◆ **TASK OBJECTIVE**:
Repeat word for word the line with "Note to the class: identify the shirt" and every line after it until the records below run out.

### EXCERPTED RECORDS

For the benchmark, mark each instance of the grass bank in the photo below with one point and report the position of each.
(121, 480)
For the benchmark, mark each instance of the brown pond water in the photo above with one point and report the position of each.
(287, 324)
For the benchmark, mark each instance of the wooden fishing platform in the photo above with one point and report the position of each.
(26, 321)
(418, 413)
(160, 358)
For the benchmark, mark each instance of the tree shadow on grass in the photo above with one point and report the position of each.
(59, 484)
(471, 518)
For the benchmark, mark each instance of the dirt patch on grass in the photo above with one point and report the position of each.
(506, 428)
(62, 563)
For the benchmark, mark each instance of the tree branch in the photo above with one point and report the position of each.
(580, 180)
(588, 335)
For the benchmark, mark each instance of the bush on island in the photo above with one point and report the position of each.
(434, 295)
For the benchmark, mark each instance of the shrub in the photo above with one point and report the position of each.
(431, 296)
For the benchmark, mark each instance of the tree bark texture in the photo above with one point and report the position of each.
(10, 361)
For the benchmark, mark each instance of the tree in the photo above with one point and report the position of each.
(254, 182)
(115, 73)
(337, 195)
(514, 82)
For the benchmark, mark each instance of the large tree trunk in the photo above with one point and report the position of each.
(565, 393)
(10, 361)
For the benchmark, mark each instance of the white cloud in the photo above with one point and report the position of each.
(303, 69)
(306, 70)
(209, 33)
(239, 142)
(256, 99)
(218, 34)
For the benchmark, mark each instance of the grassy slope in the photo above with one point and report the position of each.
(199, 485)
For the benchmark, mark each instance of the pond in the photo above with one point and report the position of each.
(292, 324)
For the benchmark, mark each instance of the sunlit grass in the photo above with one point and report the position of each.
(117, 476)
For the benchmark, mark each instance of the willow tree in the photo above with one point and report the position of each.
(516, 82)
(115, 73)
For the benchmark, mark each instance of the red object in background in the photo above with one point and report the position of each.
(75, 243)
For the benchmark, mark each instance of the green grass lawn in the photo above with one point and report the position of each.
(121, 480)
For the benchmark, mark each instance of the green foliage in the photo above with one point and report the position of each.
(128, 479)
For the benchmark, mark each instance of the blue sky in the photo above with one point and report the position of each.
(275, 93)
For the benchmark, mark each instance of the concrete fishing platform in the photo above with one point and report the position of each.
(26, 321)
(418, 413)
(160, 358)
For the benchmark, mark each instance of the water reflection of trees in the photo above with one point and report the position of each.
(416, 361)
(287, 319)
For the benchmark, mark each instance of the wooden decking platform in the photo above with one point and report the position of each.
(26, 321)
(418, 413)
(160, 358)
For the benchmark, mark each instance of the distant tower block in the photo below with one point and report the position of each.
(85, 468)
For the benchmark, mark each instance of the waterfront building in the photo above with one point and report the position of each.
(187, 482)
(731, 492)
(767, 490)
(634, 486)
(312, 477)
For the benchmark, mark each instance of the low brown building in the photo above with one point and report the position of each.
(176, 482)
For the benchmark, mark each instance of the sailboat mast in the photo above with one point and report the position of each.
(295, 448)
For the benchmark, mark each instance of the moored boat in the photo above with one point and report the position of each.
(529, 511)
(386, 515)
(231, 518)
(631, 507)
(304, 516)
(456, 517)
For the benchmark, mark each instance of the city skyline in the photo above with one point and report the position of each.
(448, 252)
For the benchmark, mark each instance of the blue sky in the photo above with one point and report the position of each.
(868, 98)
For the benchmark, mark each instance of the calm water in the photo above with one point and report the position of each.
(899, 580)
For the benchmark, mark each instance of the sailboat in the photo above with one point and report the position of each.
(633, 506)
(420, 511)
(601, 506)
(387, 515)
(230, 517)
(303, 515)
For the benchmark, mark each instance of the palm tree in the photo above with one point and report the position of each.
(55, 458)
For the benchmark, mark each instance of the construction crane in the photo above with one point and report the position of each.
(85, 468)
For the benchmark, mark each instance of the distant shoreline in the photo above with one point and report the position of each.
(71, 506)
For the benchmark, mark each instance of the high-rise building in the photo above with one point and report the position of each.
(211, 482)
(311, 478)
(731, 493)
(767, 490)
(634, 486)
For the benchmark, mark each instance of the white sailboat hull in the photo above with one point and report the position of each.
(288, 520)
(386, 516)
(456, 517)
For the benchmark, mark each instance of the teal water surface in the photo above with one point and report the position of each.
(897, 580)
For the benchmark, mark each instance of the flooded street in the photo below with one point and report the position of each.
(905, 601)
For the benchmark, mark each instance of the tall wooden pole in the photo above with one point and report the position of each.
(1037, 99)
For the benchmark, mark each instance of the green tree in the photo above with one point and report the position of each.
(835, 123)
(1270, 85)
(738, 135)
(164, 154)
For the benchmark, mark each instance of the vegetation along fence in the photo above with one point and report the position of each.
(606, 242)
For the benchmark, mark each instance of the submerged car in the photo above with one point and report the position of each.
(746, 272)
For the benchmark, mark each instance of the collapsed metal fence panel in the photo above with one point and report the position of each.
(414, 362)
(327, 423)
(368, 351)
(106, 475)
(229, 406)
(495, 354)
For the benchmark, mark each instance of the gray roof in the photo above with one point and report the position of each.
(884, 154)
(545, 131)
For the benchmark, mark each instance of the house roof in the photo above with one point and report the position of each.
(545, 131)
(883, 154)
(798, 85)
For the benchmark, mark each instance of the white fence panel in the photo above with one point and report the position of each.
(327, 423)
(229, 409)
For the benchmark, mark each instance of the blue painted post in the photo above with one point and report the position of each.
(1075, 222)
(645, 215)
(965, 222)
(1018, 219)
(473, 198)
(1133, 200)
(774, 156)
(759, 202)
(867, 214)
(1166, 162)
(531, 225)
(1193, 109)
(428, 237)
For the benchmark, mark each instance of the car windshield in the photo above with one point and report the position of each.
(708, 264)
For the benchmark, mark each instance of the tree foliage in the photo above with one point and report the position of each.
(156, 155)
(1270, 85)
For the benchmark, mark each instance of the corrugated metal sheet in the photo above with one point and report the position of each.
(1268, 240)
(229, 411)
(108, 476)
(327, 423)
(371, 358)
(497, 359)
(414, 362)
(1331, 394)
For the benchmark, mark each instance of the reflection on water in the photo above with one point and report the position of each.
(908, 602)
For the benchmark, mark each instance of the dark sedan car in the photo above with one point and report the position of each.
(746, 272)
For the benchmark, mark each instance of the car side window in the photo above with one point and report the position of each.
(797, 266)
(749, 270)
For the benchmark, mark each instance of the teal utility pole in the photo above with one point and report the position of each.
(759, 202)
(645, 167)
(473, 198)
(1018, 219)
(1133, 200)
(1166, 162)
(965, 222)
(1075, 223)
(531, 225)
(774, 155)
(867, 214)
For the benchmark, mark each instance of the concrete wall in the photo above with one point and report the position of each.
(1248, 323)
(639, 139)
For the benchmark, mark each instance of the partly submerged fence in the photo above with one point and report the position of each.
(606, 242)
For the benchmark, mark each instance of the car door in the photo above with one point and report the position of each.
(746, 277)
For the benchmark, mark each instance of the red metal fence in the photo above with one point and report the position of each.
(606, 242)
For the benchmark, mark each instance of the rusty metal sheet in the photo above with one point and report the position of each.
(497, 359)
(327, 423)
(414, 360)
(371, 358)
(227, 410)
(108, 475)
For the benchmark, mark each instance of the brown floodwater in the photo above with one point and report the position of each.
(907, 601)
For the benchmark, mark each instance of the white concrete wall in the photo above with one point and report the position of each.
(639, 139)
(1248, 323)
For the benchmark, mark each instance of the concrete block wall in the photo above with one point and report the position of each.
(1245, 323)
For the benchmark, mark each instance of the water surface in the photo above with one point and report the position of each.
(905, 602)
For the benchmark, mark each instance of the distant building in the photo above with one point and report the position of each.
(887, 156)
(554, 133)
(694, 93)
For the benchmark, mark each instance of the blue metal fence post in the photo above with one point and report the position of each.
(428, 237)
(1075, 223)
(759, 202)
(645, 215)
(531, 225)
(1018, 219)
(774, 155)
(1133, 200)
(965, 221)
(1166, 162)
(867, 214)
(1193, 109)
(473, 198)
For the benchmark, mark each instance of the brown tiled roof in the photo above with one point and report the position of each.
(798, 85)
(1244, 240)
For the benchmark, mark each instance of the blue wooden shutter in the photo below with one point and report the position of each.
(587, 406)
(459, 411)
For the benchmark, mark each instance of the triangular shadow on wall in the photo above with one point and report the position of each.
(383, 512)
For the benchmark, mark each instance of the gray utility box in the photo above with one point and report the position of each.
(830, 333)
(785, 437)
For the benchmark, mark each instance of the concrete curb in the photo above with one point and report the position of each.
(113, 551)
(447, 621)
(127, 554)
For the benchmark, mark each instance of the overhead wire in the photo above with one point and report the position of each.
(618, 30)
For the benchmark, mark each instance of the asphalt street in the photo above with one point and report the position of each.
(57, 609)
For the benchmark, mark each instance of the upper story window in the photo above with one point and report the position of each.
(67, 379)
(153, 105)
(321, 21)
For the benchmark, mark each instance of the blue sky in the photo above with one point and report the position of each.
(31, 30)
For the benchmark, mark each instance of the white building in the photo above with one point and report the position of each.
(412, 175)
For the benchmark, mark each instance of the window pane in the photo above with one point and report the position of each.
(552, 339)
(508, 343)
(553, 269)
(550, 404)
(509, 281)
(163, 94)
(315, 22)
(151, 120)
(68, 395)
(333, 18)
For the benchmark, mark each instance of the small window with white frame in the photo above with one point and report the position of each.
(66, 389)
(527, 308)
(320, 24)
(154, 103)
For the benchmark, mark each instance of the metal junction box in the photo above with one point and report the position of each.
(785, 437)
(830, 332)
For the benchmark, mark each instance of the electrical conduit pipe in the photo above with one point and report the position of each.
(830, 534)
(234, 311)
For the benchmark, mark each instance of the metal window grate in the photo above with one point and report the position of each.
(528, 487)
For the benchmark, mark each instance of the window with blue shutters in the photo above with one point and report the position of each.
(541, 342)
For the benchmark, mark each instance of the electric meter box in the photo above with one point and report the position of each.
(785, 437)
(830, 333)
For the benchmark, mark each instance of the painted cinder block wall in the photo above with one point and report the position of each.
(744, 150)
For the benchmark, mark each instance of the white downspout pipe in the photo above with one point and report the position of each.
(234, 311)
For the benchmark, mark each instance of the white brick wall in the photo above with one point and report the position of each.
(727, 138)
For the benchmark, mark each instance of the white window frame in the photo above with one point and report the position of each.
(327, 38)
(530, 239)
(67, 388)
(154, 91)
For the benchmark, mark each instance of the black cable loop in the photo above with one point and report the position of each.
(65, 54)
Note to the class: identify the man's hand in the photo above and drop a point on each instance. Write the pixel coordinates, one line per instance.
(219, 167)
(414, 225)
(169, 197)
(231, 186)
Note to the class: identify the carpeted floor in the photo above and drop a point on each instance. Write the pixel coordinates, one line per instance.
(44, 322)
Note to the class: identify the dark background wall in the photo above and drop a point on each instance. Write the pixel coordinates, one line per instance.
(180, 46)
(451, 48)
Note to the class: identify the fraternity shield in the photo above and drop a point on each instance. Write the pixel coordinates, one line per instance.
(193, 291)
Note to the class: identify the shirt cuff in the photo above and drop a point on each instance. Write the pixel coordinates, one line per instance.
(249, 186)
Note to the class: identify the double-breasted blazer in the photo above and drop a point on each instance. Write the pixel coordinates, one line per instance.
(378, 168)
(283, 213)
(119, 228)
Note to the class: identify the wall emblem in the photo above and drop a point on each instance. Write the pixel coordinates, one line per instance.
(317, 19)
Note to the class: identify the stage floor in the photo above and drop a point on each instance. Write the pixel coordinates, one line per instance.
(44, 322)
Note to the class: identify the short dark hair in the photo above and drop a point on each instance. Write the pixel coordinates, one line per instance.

######

◆ **RESULT**:
Note to the class: identify the shirt cuff in the photo above and drop a point on each instance. Write the pixel coordinates, one line per instance.
(249, 186)
Note to the class: identify the double-breasted blazer in the photo above and drop a point on each instance. Write the pixel coordinates, one line per instance.
(378, 168)
(283, 213)
(119, 228)
Note to the class: identify the wall emblem in the photo above and drop a point on each instance. Write the pixel coordinates, one line per instance.
(317, 19)
Note to the class: identify the stage floor in the photo above and drop a point on each instance. Write the pixel coordinates, one line per instance.
(44, 322)
Note to the class: identify the short dark hair in the photo above and drop a point on each instance. Write the pixel coordinates, one line per instance.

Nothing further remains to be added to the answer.